→ REQUIRED WORK
Continue the report on Jeddah hotel performance from the point where it stops.

Jeddah hotels registered positive performance
Hotels in Jeddah reported growth across all major performance indicators as an increase in average rates and non-room revenues boosted the bottom line yields. Occupancy for the month posted a growth of 1.5 percentage points to 79.3%, rising for the fourth consecutive month. Average Room Rates increased 5.2% closing the month at US$252.22 and boosting RevPAR by 7.2% to US$199.98. Increased revenues from food and beverage consumption, along with higher conferencing revenues led to TRevPAR growth of 6.7%. Strong top-line revenues coupled with reduced operating and payroll costs boosted GOPPAR 7.7% to US$145.76.
“February is typically a strong month for hotels in Jeddah, as it marks the advent of peak season that continues in the following months. Jeddah is heavily driven by corporate activity which resumed following the December and January holidays that saw quieter hotel performance. The hosting of several events including the Saudi Travel and Tourism Exhibition and Saudi Arabia’s International Machinery and Equipment Exhibition in the beginning of this year marked the return of corporate demand. Hotels reaped the benefits of increased corporate demand with higher food and beverage consumption, coupled with conferencing and banqueting revenues growing 5% from the previous year” commented Peter Goddard.
The hotels profiled in this report are drawn from the HotStats database and reflect the portfolios and distribution of the hotel chains that we survey and which operate primarily in the four and five-star sectors.

→ SOURCE MATERIAL
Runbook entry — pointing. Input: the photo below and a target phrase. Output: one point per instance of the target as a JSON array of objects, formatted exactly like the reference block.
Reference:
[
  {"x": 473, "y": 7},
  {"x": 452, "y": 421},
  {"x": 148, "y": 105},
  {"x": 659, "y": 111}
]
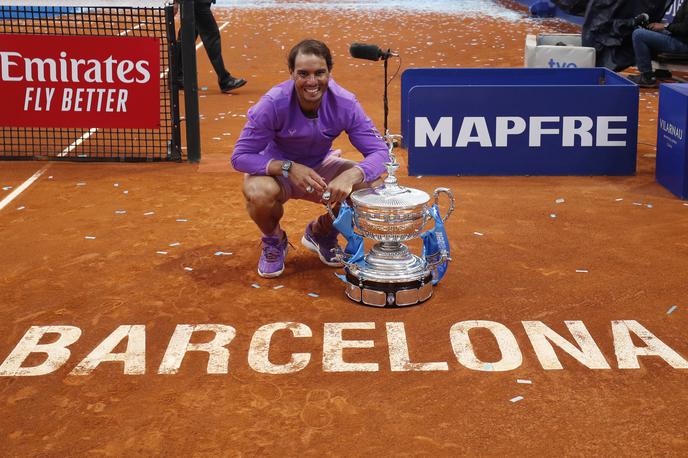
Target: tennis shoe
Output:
[{"x": 273, "y": 253}]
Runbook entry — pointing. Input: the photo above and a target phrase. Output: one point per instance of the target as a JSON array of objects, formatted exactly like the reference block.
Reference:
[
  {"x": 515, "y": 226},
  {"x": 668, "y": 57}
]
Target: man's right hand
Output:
[{"x": 303, "y": 177}]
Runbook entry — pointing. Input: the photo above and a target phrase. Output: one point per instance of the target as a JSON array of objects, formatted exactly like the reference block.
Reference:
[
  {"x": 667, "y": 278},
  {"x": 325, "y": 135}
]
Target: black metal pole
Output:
[
  {"x": 191, "y": 115},
  {"x": 385, "y": 96}
]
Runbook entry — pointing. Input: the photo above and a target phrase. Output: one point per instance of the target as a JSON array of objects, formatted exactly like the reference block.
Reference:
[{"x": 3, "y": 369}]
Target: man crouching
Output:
[{"x": 285, "y": 151}]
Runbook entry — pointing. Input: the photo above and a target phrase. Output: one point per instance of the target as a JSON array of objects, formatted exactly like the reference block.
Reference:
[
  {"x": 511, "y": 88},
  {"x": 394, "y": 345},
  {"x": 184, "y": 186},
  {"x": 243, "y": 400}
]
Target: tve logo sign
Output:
[
  {"x": 555, "y": 64},
  {"x": 531, "y": 122}
]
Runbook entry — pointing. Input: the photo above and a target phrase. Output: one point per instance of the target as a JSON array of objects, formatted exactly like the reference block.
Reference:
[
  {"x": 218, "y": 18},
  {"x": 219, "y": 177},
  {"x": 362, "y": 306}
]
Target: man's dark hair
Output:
[{"x": 313, "y": 47}]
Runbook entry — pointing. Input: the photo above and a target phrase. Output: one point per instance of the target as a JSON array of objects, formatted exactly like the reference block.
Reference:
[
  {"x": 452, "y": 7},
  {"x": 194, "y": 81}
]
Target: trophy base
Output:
[{"x": 380, "y": 294}]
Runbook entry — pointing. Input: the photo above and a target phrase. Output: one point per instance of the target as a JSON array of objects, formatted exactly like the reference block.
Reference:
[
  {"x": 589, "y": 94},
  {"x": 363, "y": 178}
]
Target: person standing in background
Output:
[{"x": 206, "y": 27}]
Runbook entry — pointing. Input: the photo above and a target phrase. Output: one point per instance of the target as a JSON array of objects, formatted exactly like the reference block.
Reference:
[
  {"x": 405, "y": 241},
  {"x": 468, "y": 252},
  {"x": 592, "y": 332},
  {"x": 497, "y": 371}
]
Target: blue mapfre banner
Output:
[{"x": 520, "y": 122}]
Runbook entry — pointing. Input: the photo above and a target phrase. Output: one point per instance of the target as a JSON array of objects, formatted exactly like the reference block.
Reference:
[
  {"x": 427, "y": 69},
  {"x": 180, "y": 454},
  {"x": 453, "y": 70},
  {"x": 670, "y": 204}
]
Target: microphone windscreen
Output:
[{"x": 363, "y": 51}]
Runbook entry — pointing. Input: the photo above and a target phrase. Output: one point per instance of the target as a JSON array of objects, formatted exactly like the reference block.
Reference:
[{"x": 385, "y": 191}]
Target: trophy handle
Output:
[
  {"x": 448, "y": 192},
  {"x": 326, "y": 199}
]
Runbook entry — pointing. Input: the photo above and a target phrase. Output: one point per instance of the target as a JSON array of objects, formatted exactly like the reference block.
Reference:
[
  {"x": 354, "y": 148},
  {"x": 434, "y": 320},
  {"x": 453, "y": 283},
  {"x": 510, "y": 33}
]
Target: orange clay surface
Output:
[{"x": 629, "y": 234}]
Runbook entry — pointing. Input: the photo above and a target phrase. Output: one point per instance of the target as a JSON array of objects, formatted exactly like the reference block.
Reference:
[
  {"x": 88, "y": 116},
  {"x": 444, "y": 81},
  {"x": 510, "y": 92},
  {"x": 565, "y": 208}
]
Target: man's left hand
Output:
[{"x": 340, "y": 187}]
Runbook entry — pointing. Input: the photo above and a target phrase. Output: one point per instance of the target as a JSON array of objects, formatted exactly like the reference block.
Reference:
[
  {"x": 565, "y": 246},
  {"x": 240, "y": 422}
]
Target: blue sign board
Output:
[
  {"x": 672, "y": 151},
  {"x": 519, "y": 121}
]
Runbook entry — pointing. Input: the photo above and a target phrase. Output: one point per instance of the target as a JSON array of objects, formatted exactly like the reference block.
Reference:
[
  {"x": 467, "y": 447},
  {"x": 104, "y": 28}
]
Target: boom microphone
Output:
[{"x": 369, "y": 52}]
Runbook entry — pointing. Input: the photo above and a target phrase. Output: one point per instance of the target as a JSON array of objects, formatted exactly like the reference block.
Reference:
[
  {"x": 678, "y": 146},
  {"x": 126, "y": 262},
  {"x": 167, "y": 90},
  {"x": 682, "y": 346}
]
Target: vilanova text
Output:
[{"x": 580, "y": 345}]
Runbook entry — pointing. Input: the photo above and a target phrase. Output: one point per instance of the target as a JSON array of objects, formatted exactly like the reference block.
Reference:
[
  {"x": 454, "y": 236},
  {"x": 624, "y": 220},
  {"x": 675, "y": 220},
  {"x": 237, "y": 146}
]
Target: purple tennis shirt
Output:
[{"x": 277, "y": 129}]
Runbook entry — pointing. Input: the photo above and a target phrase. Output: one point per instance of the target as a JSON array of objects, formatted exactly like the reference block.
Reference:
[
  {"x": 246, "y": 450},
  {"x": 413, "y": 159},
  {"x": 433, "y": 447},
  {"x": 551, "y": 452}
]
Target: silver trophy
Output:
[{"x": 391, "y": 214}]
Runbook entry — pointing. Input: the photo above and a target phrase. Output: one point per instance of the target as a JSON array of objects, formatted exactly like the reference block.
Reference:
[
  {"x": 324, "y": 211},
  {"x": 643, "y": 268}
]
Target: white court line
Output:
[
  {"x": 22, "y": 187},
  {"x": 93, "y": 130}
]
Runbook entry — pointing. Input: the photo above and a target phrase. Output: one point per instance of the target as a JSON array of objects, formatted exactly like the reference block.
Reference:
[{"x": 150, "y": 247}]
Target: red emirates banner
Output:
[{"x": 80, "y": 81}]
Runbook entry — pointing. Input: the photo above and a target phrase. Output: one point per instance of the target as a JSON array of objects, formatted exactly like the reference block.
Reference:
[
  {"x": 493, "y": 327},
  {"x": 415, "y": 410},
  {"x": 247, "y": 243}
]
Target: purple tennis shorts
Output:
[{"x": 328, "y": 169}]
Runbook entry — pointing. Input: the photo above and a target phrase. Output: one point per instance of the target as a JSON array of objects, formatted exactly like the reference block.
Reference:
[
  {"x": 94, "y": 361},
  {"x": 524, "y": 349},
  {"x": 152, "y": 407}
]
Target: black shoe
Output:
[
  {"x": 644, "y": 79},
  {"x": 234, "y": 83},
  {"x": 641, "y": 20}
]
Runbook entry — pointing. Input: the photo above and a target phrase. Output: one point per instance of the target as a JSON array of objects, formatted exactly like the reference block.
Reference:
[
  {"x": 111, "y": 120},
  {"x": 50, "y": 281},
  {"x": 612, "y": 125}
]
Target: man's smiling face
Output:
[{"x": 311, "y": 78}]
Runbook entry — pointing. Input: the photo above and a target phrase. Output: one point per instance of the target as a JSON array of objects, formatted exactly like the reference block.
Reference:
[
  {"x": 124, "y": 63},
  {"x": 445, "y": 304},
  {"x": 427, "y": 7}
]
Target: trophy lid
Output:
[{"x": 390, "y": 196}]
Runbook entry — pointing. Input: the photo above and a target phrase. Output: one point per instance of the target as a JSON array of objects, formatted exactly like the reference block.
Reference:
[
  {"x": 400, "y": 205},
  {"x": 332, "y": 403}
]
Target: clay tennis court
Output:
[{"x": 99, "y": 246}]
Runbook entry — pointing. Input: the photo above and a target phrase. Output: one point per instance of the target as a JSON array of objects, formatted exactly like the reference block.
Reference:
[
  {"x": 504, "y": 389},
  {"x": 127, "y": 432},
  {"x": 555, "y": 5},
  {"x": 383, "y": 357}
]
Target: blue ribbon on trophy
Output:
[
  {"x": 353, "y": 252},
  {"x": 435, "y": 244}
]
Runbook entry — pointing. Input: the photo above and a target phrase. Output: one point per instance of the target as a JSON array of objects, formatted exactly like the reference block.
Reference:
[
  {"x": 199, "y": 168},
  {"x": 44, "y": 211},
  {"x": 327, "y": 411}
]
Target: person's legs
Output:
[
  {"x": 647, "y": 43},
  {"x": 264, "y": 202},
  {"x": 210, "y": 35}
]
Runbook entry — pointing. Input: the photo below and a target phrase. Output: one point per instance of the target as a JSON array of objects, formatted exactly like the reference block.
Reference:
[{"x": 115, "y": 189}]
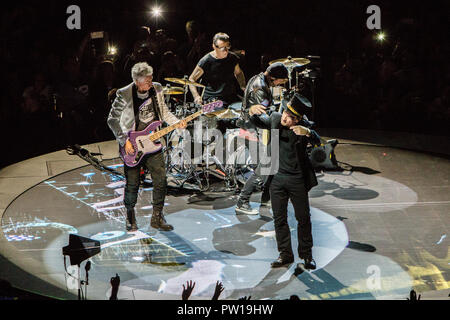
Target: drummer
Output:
[{"x": 218, "y": 69}]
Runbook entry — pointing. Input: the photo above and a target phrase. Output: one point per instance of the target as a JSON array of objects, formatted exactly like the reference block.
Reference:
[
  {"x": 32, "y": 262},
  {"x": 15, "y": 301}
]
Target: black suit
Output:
[{"x": 294, "y": 186}]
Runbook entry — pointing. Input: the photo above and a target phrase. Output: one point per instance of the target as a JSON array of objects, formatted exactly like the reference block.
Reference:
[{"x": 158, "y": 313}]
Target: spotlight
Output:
[
  {"x": 156, "y": 12},
  {"x": 112, "y": 50},
  {"x": 381, "y": 36}
]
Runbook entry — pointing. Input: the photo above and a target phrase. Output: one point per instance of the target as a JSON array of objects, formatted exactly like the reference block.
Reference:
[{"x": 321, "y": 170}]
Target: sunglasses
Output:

→ EXERCISE RESPONSE
Please note: The data samples are reviewed and rebased each year to reflect the changes in the HotStats survey base. As a result, performance ratios published last year may differ from those contained within this report.
Occupancy (%) is that proportion of the bedrooms available during the period which are occupied during the period.
Average Room Rate (ARR) is the total bedroom revenue for the period divided by the total bedrooms occupied during the period.
Room RevPar (RevPAR) is the total bedroom revenue for the period divided by the total available rooms during the period.
Total RevPar (TRevPAR) is the combined total of all revenues divided by the total available rooms during the period.
Payroll % is the payroll for all hotels in the sample as a percentage of total revenue.
GOPPAR is the Total Gross Operating Profit for the period divided by the total available rooms during the period.